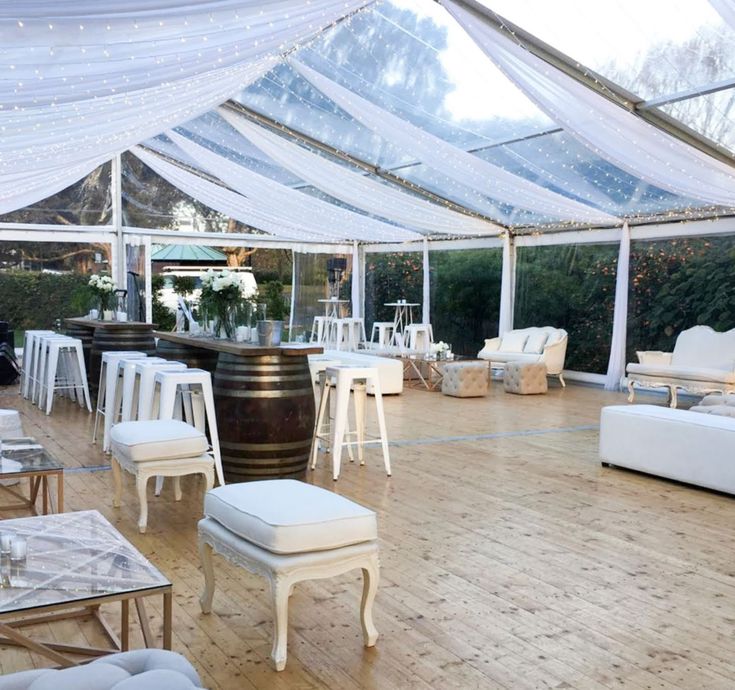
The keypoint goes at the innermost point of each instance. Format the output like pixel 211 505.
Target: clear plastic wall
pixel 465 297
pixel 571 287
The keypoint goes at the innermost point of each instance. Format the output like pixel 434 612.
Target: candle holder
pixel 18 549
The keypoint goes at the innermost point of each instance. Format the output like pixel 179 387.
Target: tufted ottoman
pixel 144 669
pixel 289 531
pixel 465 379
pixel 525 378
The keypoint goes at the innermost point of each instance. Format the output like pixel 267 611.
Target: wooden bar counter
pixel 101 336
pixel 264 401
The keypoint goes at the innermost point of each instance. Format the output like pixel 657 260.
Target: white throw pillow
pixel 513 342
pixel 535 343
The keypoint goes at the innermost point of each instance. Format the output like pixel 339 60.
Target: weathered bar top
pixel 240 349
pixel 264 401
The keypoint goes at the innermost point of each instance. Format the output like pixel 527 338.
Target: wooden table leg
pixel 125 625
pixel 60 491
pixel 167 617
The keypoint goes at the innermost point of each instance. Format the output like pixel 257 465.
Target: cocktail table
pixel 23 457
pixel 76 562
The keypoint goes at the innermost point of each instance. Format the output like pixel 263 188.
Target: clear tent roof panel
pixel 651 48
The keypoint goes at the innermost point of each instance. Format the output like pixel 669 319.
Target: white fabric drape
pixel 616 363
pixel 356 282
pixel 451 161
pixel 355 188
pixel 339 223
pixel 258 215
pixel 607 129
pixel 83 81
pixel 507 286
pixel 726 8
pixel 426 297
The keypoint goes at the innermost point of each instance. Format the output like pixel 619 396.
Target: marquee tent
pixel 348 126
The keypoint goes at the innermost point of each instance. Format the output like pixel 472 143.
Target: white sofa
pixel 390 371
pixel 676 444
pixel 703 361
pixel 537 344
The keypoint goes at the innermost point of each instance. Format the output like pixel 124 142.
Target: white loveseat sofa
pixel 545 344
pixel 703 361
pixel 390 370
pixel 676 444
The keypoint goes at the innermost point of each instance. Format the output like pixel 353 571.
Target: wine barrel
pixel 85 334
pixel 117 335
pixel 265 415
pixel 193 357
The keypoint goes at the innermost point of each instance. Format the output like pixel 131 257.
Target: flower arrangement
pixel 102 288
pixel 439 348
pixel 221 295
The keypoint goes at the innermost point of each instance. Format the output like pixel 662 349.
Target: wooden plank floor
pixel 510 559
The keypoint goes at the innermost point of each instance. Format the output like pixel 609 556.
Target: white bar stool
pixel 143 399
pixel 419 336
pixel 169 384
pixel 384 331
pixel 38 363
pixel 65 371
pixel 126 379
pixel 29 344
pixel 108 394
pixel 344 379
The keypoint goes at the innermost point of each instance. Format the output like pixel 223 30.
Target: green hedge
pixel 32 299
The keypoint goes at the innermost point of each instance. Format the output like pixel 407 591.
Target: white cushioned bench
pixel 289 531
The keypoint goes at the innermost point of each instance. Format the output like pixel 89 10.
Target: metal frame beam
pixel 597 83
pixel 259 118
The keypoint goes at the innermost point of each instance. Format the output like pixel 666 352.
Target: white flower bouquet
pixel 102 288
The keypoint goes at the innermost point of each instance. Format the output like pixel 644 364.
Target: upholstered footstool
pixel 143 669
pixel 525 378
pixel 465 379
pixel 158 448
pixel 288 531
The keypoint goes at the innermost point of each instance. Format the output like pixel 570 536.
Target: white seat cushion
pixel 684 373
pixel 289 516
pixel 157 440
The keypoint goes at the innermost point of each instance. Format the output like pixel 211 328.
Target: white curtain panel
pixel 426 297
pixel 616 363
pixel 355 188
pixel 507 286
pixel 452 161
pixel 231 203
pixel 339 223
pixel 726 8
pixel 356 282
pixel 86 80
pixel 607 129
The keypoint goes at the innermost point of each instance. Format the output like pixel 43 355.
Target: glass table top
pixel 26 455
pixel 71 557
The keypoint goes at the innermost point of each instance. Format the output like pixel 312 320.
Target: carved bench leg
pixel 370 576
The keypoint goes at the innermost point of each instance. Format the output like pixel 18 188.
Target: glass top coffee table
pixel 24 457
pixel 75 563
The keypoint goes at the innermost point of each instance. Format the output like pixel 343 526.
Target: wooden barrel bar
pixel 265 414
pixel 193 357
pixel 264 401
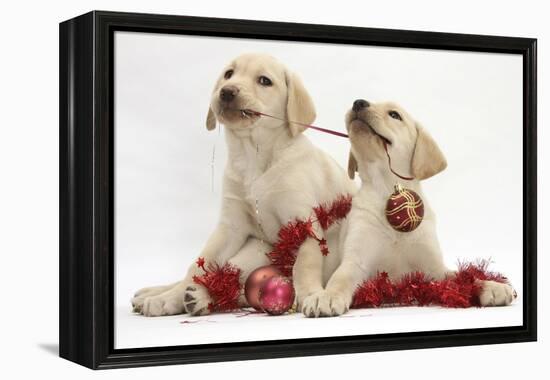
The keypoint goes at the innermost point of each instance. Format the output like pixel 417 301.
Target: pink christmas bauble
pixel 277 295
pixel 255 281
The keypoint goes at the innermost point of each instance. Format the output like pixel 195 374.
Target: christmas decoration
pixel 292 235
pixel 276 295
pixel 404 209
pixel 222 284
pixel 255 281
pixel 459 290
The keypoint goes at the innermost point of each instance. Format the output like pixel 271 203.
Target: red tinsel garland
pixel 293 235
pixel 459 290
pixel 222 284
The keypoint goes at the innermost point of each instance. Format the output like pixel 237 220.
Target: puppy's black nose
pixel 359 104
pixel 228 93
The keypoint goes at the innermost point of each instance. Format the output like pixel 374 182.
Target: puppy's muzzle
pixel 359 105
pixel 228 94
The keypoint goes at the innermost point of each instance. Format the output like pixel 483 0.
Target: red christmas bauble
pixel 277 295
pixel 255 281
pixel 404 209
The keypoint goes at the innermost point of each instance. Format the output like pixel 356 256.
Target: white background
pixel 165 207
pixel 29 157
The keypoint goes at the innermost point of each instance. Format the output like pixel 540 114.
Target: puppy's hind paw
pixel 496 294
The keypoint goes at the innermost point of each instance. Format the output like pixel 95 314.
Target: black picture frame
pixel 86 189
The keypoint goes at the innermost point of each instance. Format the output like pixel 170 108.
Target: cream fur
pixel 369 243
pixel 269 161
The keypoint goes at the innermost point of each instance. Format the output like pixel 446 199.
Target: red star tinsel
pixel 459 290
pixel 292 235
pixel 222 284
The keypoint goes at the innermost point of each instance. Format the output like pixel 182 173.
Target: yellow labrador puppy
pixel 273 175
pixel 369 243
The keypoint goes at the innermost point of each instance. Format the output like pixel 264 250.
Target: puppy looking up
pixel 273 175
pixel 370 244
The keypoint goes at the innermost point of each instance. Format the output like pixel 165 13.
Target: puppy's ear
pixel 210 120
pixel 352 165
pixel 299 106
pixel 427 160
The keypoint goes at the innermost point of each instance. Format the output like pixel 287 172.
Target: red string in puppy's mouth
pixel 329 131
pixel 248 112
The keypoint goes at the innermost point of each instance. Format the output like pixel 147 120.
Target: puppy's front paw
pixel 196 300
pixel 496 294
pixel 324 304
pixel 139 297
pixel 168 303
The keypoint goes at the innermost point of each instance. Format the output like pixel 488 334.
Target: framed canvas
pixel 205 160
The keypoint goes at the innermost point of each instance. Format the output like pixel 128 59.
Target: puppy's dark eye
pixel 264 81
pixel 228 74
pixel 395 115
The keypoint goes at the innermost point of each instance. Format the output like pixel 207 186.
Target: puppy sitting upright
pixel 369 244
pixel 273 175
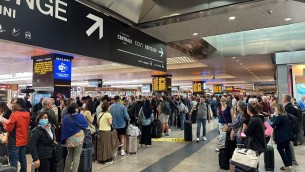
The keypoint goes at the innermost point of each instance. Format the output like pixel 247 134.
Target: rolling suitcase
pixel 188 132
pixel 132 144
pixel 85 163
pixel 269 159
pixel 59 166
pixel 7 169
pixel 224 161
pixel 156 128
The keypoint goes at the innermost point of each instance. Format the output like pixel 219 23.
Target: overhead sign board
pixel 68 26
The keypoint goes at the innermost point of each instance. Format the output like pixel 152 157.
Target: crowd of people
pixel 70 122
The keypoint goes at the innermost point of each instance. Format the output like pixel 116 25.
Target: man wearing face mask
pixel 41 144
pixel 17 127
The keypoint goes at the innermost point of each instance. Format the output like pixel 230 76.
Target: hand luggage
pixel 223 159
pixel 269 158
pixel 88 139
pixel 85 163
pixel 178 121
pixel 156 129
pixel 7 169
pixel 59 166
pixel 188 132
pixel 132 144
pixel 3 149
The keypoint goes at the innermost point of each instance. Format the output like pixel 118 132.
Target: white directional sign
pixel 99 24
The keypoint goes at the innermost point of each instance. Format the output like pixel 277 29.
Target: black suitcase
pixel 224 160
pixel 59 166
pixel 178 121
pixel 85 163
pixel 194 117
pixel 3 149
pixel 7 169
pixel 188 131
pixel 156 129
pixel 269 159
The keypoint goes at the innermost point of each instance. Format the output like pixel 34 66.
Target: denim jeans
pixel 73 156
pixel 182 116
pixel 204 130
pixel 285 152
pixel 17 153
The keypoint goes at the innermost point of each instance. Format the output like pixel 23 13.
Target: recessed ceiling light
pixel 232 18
----------------------------------------
WRITTEN TASK:
Please duplicate the lines of data above, from the line that contains "pixel 89 10." through the line that contains "pixel 157 440", both included.

FINAL RESULT:
The keypoint goes at the innermost point of each instance. Format the output like pixel 89 10.
Target: metal frame beam
pixel 597 83
pixel 259 118
The keypoint goes at the innermost point of each instance. Format the output like pixel 666 352.
Target: white flower bouquet
pixel 102 288
The keypoint goes at the innermost point of each instance. Format the output like pixel 644 364.
Target: upholstered footstool
pixel 143 669
pixel 525 378
pixel 465 379
pixel 158 448
pixel 288 531
The keypoint goes at the innermost point of each instance. Format the output like pixel 570 536.
Target: white seat cushion
pixel 684 373
pixel 289 516
pixel 157 440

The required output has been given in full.